== Recorded information

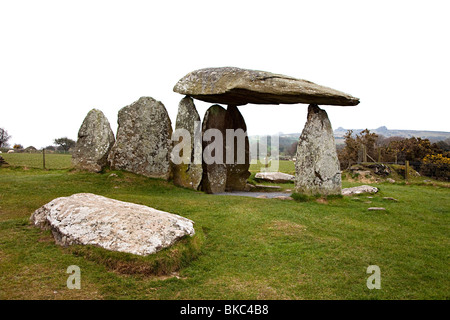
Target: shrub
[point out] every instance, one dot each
(436, 166)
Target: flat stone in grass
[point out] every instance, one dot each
(95, 140)
(89, 219)
(359, 190)
(275, 176)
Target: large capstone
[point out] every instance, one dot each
(237, 154)
(236, 86)
(143, 141)
(214, 167)
(187, 151)
(90, 219)
(95, 140)
(317, 168)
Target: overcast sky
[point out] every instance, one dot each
(59, 59)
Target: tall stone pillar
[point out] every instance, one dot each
(214, 167)
(317, 169)
(237, 150)
(189, 173)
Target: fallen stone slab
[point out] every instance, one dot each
(261, 186)
(284, 198)
(274, 176)
(236, 86)
(359, 190)
(89, 219)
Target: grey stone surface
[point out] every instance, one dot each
(143, 141)
(189, 175)
(2, 161)
(237, 169)
(214, 174)
(317, 169)
(236, 86)
(359, 190)
(95, 140)
(90, 219)
(274, 176)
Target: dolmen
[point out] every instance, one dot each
(317, 165)
(213, 155)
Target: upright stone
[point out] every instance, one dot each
(213, 132)
(189, 172)
(317, 168)
(143, 142)
(237, 152)
(95, 140)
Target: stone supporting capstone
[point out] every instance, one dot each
(143, 141)
(214, 167)
(189, 172)
(317, 169)
(237, 150)
(95, 140)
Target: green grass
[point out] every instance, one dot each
(35, 160)
(246, 248)
(280, 165)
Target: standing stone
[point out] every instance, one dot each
(238, 159)
(189, 175)
(214, 167)
(317, 168)
(143, 143)
(95, 140)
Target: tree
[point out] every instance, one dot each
(65, 143)
(18, 146)
(413, 149)
(4, 137)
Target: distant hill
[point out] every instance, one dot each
(286, 140)
(433, 136)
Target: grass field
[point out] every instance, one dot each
(245, 248)
(35, 160)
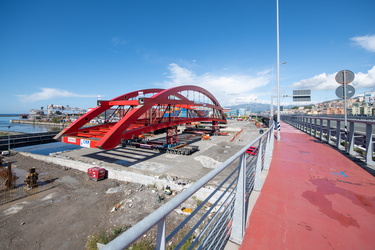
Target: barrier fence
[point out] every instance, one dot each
(220, 217)
(356, 140)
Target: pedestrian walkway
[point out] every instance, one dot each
(313, 198)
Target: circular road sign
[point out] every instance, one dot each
(340, 76)
(350, 91)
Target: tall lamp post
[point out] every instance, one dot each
(9, 137)
(278, 69)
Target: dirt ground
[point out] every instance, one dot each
(64, 216)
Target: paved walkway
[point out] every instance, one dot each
(313, 198)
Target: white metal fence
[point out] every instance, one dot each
(357, 137)
(221, 216)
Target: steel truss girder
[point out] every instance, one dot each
(132, 124)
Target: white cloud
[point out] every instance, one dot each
(49, 93)
(327, 81)
(366, 42)
(117, 41)
(363, 80)
(228, 89)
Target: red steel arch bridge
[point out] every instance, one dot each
(135, 113)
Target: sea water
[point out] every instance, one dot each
(42, 149)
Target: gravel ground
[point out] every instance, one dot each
(64, 216)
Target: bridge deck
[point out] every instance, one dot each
(313, 198)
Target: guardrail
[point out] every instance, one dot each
(221, 216)
(357, 137)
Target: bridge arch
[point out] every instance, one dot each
(143, 111)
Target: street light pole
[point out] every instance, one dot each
(9, 137)
(278, 69)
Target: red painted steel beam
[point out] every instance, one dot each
(131, 125)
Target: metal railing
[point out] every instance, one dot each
(220, 216)
(357, 137)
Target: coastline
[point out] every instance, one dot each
(35, 122)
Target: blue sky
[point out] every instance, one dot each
(69, 52)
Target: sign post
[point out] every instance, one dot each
(345, 77)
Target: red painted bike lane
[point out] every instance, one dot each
(313, 198)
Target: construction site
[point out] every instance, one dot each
(63, 201)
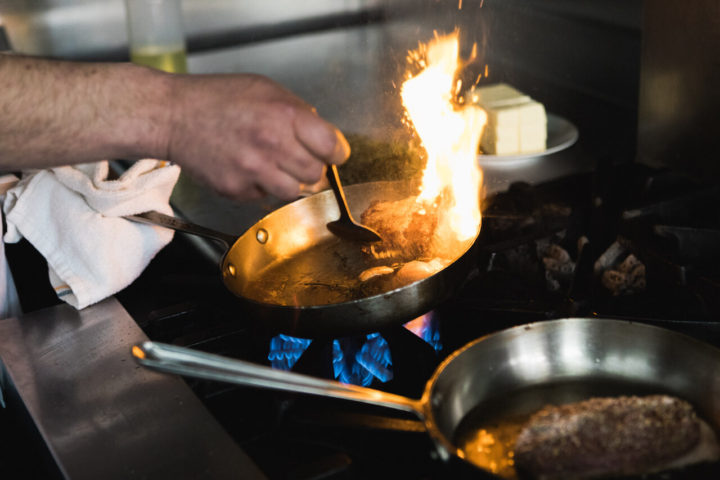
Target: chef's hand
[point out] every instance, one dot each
(245, 136)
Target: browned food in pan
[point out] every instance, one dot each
(406, 226)
(615, 436)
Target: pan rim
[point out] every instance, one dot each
(447, 448)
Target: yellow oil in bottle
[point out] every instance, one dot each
(168, 59)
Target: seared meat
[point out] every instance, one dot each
(604, 437)
(406, 226)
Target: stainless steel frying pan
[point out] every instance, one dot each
(296, 277)
(556, 361)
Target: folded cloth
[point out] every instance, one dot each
(72, 216)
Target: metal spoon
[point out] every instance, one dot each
(346, 227)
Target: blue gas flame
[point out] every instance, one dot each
(356, 360)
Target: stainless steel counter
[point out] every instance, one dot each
(100, 414)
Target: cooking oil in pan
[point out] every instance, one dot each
(168, 59)
(324, 274)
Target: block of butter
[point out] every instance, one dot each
(516, 123)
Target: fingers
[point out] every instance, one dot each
(320, 138)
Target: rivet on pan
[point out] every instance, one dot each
(262, 235)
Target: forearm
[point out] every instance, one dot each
(58, 113)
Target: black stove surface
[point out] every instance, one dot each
(582, 246)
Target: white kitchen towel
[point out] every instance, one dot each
(72, 216)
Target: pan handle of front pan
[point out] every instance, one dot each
(192, 363)
(161, 220)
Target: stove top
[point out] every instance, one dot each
(630, 242)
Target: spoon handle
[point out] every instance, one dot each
(334, 179)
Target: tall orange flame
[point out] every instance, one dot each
(450, 134)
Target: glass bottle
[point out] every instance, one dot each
(156, 35)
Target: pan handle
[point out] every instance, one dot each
(192, 363)
(161, 220)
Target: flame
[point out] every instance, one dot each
(450, 134)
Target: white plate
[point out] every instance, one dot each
(561, 135)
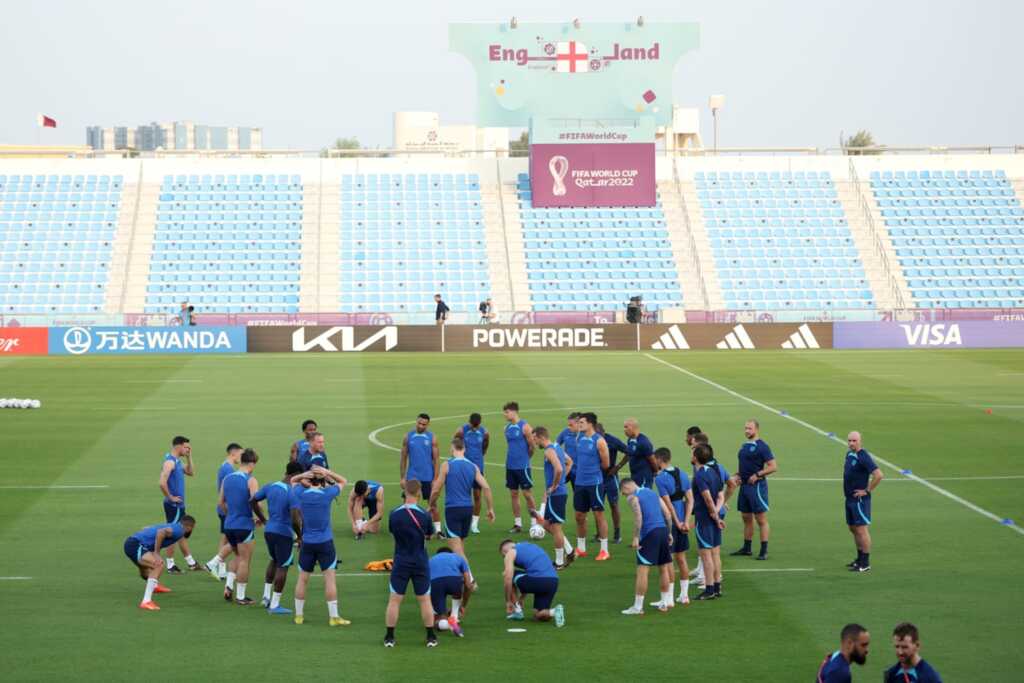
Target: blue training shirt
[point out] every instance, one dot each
(650, 511)
(147, 536)
(549, 471)
(279, 499)
(474, 443)
(448, 564)
(518, 451)
(588, 461)
(534, 561)
(421, 456)
(240, 512)
(459, 483)
(176, 480)
(315, 506)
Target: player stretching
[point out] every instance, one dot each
(477, 441)
(237, 501)
(528, 570)
(756, 463)
(591, 463)
(217, 565)
(143, 547)
(651, 540)
(301, 447)
(457, 477)
(369, 495)
(674, 487)
(519, 436)
(411, 527)
(450, 574)
(278, 534)
(860, 476)
(557, 467)
(419, 462)
(172, 484)
(707, 488)
(317, 539)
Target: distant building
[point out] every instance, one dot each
(175, 135)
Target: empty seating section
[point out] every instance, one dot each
(56, 236)
(596, 259)
(780, 241)
(408, 237)
(958, 236)
(227, 244)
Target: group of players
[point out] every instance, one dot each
(665, 501)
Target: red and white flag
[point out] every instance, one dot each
(571, 57)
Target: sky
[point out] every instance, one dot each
(796, 73)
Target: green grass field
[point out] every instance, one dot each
(108, 422)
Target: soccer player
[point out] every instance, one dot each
(567, 438)
(217, 566)
(674, 487)
(592, 462)
(641, 452)
(450, 574)
(651, 540)
(419, 461)
(528, 570)
(557, 466)
(477, 440)
(301, 447)
(519, 437)
(172, 484)
(317, 540)
(609, 485)
(707, 488)
(860, 476)
(143, 547)
(909, 666)
(854, 643)
(457, 477)
(756, 463)
(370, 495)
(278, 534)
(411, 527)
(237, 494)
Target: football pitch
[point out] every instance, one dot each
(80, 475)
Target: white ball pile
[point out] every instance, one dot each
(20, 402)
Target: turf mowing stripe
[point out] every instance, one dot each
(938, 489)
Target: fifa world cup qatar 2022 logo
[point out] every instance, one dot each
(559, 167)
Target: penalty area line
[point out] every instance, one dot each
(925, 482)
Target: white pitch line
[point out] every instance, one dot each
(938, 489)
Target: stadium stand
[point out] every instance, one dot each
(958, 236)
(596, 259)
(56, 233)
(780, 241)
(406, 237)
(228, 243)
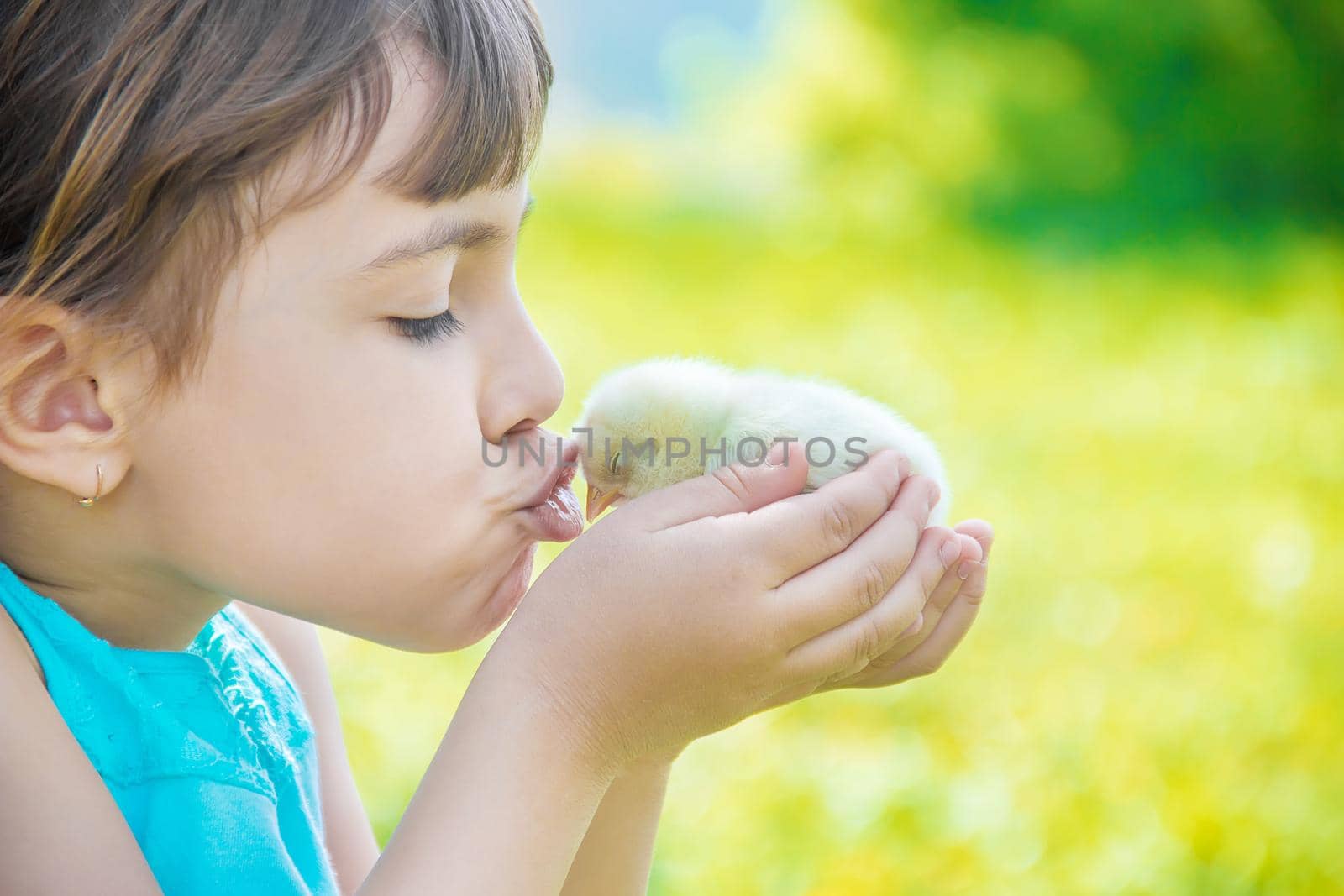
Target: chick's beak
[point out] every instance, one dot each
(597, 501)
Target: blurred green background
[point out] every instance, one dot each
(1093, 249)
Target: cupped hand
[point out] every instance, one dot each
(698, 605)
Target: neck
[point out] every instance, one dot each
(127, 616)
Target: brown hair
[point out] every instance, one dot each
(140, 137)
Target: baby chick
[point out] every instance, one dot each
(663, 421)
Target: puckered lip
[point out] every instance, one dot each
(559, 474)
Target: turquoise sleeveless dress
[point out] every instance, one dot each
(208, 752)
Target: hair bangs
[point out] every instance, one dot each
(487, 121)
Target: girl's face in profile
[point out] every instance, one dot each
(331, 458)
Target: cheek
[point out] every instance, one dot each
(344, 485)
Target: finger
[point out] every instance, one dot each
(924, 625)
(942, 595)
(933, 653)
(851, 647)
(981, 532)
(729, 490)
(800, 532)
(934, 649)
(850, 584)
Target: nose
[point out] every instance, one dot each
(522, 383)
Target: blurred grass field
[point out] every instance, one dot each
(1151, 699)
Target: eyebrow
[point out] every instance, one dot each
(441, 237)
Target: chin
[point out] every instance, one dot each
(508, 593)
(490, 614)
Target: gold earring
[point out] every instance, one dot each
(89, 501)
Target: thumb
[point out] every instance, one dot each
(734, 488)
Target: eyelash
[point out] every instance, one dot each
(425, 331)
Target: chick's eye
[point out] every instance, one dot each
(428, 329)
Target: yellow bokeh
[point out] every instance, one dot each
(1151, 701)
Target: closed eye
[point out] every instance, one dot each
(425, 331)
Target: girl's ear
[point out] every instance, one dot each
(60, 412)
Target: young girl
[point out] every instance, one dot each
(257, 322)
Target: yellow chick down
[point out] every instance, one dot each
(662, 421)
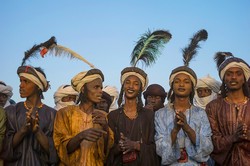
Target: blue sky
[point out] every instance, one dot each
(105, 33)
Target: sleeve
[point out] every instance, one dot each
(62, 136)
(201, 150)
(164, 148)
(222, 143)
(2, 126)
(148, 154)
(9, 153)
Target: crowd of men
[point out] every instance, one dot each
(197, 122)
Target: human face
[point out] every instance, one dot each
(203, 92)
(182, 85)
(131, 88)
(234, 78)
(155, 101)
(3, 99)
(103, 105)
(94, 90)
(27, 88)
(69, 98)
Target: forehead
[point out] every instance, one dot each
(132, 78)
(96, 81)
(182, 76)
(234, 69)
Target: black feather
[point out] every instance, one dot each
(190, 51)
(33, 52)
(220, 57)
(147, 48)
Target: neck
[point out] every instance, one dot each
(181, 103)
(34, 101)
(87, 107)
(236, 97)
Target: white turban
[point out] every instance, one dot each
(241, 65)
(6, 89)
(61, 92)
(80, 79)
(113, 92)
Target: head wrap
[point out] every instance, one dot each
(155, 90)
(234, 62)
(35, 76)
(135, 71)
(6, 89)
(82, 78)
(113, 92)
(183, 70)
(209, 82)
(61, 92)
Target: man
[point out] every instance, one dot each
(113, 92)
(28, 139)
(64, 96)
(132, 125)
(105, 102)
(154, 96)
(2, 130)
(183, 133)
(206, 90)
(5, 94)
(229, 115)
(82, 135)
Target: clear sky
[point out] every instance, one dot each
(105, 33)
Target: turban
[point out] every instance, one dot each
(183, 70)
(209, 82)
(82, 78)
(35, 76)
(234, 62)
(6, 89)
(155, 90)
(134, 71)
(113, 92)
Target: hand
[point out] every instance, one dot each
(92, 134)
(100, 117)
(127, 145)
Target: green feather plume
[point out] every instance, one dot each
(147, 48)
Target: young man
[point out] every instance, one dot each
(132, 125)
(154, 96)
(64, 96)
(82, 135)
(28, 139)
(206, 90)
(229, 115)
(5, 94)
(183, 133)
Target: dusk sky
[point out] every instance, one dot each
(105, 33)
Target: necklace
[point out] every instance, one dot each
(30, 108)
(132, 117)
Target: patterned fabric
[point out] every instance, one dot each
(198, 121)
(69, 122)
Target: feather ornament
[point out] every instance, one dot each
(50, 47)
(221, 57)
(190, 51)
(147, 48)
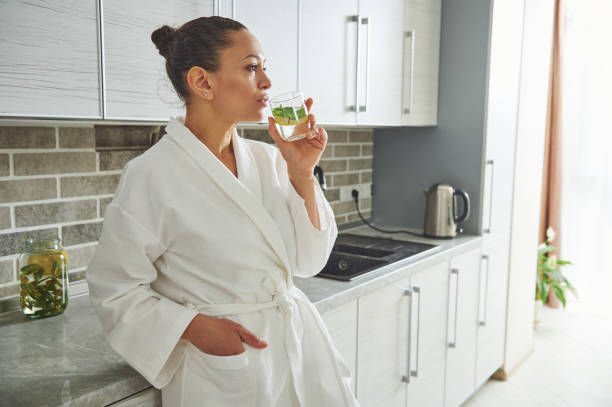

====

### [Exercise directions]
Print the lines exactly, beginning with the line containing "Target: dusk sky" and continuing through the last line. Leave the pictures out of your answer.

### [Expected answer]
Target: dusk sky
[point out] every instance, one dot each
(105, 33)
Target: necklace
[point out] every instance, one dot each
(30, 108)
(132, 117)
Target: patterned fabric
[point out] every instance, one dot each
(198, 121)
(69, 122)
Target: feather ornament
[point out] every instance, one dot each
(50, 47)
(221, 57)
(190, 51)
(147, 48)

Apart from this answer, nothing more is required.